── Data records
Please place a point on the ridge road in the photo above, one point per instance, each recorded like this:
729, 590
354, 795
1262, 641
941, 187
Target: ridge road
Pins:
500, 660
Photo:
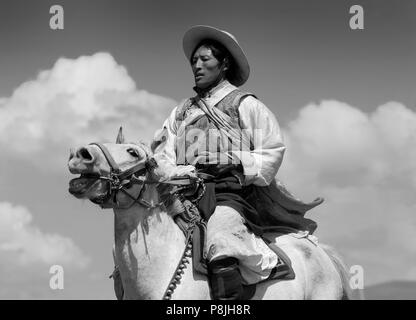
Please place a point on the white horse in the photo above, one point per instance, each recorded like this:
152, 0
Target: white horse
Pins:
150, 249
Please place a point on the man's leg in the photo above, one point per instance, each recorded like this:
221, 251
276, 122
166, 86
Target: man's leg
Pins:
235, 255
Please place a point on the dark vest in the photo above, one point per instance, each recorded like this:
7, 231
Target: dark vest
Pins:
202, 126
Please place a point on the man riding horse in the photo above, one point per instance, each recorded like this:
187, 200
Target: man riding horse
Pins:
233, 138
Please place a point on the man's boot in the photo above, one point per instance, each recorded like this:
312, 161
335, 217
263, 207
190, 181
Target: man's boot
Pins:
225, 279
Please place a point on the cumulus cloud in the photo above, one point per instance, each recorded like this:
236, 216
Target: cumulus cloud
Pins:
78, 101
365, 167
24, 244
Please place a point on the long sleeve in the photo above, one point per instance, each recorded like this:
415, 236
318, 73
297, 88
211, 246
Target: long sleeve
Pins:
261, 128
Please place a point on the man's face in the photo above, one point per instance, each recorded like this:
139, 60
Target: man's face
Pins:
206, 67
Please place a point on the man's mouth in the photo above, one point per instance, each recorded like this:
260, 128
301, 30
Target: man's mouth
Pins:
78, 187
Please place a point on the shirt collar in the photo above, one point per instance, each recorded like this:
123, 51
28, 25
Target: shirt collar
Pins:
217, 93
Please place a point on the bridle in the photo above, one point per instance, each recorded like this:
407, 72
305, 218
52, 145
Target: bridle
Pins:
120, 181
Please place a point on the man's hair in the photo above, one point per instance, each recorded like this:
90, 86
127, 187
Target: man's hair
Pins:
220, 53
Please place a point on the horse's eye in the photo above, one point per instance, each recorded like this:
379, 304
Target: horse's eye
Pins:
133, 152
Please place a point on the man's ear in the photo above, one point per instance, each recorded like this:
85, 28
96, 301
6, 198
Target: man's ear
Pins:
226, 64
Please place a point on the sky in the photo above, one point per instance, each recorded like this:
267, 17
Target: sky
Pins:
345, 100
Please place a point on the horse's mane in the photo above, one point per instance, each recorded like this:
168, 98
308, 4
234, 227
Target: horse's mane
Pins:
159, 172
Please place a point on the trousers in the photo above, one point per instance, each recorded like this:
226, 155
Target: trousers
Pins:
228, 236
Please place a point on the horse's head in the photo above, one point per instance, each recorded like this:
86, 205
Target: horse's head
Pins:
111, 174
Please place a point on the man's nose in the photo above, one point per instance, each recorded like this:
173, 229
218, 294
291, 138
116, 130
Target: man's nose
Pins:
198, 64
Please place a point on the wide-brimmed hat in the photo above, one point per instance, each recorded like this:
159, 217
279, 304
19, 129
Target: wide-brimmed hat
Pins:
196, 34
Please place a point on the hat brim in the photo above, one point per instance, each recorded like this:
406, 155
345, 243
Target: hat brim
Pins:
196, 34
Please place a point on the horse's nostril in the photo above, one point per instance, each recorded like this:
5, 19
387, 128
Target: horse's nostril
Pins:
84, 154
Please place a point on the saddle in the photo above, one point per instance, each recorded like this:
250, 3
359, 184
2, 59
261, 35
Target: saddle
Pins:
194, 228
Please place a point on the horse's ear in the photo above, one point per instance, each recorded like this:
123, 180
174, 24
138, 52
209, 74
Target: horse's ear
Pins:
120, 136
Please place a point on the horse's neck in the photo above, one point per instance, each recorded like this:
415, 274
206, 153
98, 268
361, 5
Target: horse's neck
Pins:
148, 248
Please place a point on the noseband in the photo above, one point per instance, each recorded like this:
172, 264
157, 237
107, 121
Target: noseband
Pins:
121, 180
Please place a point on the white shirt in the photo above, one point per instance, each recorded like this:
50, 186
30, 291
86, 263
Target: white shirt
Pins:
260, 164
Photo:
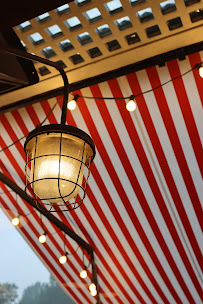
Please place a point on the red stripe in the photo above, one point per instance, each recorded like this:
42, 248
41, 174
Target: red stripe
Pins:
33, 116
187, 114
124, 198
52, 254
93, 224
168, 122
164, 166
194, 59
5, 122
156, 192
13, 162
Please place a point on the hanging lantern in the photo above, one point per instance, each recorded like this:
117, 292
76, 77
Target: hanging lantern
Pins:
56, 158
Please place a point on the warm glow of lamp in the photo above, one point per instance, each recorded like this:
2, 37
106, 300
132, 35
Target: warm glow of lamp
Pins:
────
_Given task_. Rewrite all of the items above as a numbered list, leaving out blank lines and the pictures.

_Solution for this task_.
1. Please place a point on the ridge road in the photo above, one point per instance, each recorded like this:
2. 729, 590
3. 354, 795
4. 1262, 641
5. 941, 187
6. Target: ridge road
7. Pins:
8. 500, 660
9. Photo:
10. Please place a point on the white horse in the photo above, one point per instance, each recorded like this:
11. 152, 0
12. Target: white horse
13. Pins:
14. 150, 249
15. Please place a point on the man's leg in the photo above, one point per instance, each recorded like this:
16. 221, 251
17. 276, 122
18. 166, 86
19. Target: man's leg
20. Pins:
21. 235, 255
22. Please place a point on the dark vest in the photo above, one point per instance, each recorded like this:
23. 7, 231
24. Target: dark vest
25. Pins:
26. 202, 126
27. Please place a point on the man riding horse in the photo above, one point per instance, each recorded like this:
28. 187, 200
29. Target: man riding horse
30. Pins:
31. 233, 138
32. Please place a point on the man's boot in the photo above, one point per instance, each recorded like this:
33. 312, 161
34. 335, 217
35. 263, 207
36. 190, 181
37. Target: man's boot
38. Pins:
39. 225, 279
40. Please place a point on the cumulus cloud in the photo above, one point per instance, each recorded like this:
41. 236, 216
42. Target: cumulus cloud
43. Pins:
44. 78, 101
45. 365, 167
46. 24, 244
47. Please place a point on the long sleeve in the photo above, one point per instance, each recorded like this:
48. 415, 236
49. 318, 73
50. 297, 88
51. 211, 246
52. Target: long sleeve
53. Pins:
54. 261, 128
55. Please place a point on the man's face in the photo above, one point per instance, each recorded like this:
56. 139, 60
57. Target: man's face
58. Pins:
59. 206, 67
60. Please place a point on the man's mouth in the photo above, one point per instance, each recorded like this:
61. 260, 128
62. 301, 30
63. Target: man's mouth
64. Pins:
65. 78, 187
66. Please place a point on the shirt collar in the photo above, one point per instance, each recorded like this:
67. 123, 51
68. 28, 25
69. Target: shirt collar
70. Pins:
71. 217, 93
72. Please place a point on the bridle in the photo above, one point per instance, each recorded like this:
73. 407, 72
74. 305, 218
75. 52, 145
76. Target: bridle
77. Pins:
78. 120, 181
79. Please place a point on the man's hair in the photo above, one point per instance, each recorded like this:
80. 90, 86
81. 127, 187
82. Target: man's hair
83. Pins:
84. 220, 53
85. Please place a point on the horse's eye in the photo above, one point per instance, each recorded like this:
86. 379, 304
87. Target: horse's eye
88. Pins:
89. 133, 152
90. Please place a point on the man's ear in the photo above, one point per instance, each recorded like this:
91. 85, 28
92. 96, 301
93. 6, 198
94. Target: man's ear
95. Pins:
96. 226, 64
97. Please place a point on the sky in the photo above, one point per instance, each recorded like this:
98. 267, 17
99. Target: sky
100. Pins:
101. 345, 100
102. Please place a point on the horse's mane in the photo above, one point per instance, each recorded like this:
103. 168, 98
104. 308, 4
105. 234, 227
106. Target: horse's mane
107. Pins:
108. 159, 172
109. Please place a point on the trousers in the photo above, one point per instance, each recorded like this:
110. 226, 155
111. Target: trousers
112. Pins:
113. 228, 236
114. Please place a point on the horse's head in the photo above, one point per instance, each recorded like this:
115. 86, 205
116. Target: horse's head
117. Pins:
118. 111, 174
119. Please place a point on the man's nose in the photo above, one point per instance, each recorded like this:
120. 173, 229
121. 218, 294
122. 291, 138
123. 116, 130
124. Target: man's nose
125. Pins:
126. 198, 64
127. Please place a point on the wide-brimmed hat in the photo above, one point per instance, each recorded like this:
128. 159, 217
129. 279, 304
130. 19, 129
131. Target: wide-brimmed hat
132. Pins:
133. 196, 34
134. Please place a point on the hat brim in the photo above, one point per instance, each recorded like this:
135. 406, 155
136. 345, 243
137. Target: hat brim
138. Pins:
139. 196, 34
140. Please place a point on the horse's nostril in the photo above, one point per instance, each recorded like this:
141. 5, 19
142. 387, 128
143. Target: horse's nostril
144. Pins:
145. 84, 154
146. Please place a point on the saddle in the photo above, one point per instance, each recorded like this:
147. 250, 3
148. 359, 184
149. 2, 59
150. 261, 35
151. Target: saddle
152. Pins:
153. 194, 228
154. Please place a point on the horse's ear in the photo above, one point per instance, each recorded like this:
155. 123, 180
156. 174, 24
157. 138, 52
158. 209, 74
159. Target: horse's ear
160. Pins:
161. 120, 136
162. Please place a point on the horse's neck in the photo above, one point per instance, each recorded like this:
163. 415, 274
164. 206, 153
165. 98, 268
166. 361, 5
167. Target: horse's neck
168. Pins:
169. 148, 248
170. Please place a point on the noseband in the photo above, one point per instance, each recorded like this:
171. 172, 264
172. 157, 237
173. 107, 121
174. Target: noseband
175. Pins:
176. 121, 180
177. Please place a point on the white shirt in the photo above, one point per instance, each recorded like this:
178. 50, 186
179. 30, 291
180. 86, 263
181. Target: white shirt
182. Pins:
183. 260, 164
184. Photo:
185. Please place a point on the red stripe in the photo above, one point per instance, each recorded like this:
186. 42, 248
187. 41, 174
188. Target: red stripe
189. Pins:
190. 33, 116
191. 187, 114
192. 124, 198
193. 52, 254
194. 93, 224
195. 168, 122
196. 164, 166
197. 194, 59
198. 5, 122
199. 156, 192
200. 13, 162
201. Please place a point on the hanging lantern in the photo above, one point per instance, each recorded like this:
202. 117, 292
203. 76, 77
204. Target: hanging lantern
205. Pins:
206. 56, 158
207. Please place a point on the warm glow of lamp in the photo above, one point per instance, each recorded like this:
208. 2, 37
209. 106, 300
210. 132, 35
211. Target: warm glow of lamp
212. Pins:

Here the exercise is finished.